==== MATERIALS PROVIDED ====

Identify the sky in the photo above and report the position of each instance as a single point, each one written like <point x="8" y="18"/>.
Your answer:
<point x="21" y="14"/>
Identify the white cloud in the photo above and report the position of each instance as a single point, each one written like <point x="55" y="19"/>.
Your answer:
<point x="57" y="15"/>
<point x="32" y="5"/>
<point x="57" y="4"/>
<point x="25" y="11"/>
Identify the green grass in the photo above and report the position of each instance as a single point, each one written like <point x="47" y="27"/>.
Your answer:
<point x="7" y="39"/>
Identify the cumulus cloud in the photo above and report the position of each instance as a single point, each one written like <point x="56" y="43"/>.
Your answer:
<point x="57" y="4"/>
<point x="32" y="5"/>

====

• [WHAT IS EXPECTED] Format the data above as a two-column CSV with the columns "request" and "answer", one row per request, putting each request's text and its full answer in a single quoted field and replacing line breaks with spaces.

• [ANSWER BELOW]
request,answer
"Identify the sky in the photo above and report the position of each instance as a single point, each one written like <point x=""8"" y=""18""/>. Your answer:","<point x=""21"" y=""14""/>"
"Identify the white cloud in the photo above and report the position of each instance as a single point, each one written like <point x=""55"" y=""19""/>. Your answer:","<point x=""57"" y=""15""/> <point x=""32"" y=""5""/> <point x=""57"" y=""4""/> <point x=""25"" y=""11""/>"
"Identify the green grass in the photo above and report the position of each instance as a single point, each one written like <point x=""47"" y=""27""/>. Your answer:","<point x=""7"" y=""39""/>"
"Identify the cumulus cloud in the photo above and report the position of each instance as a single point, each one written like <point x=""56"" y=""43""/>. Your answer:","<point x=""57"" y=""4""/> <point x=""32"" y=""5""/>"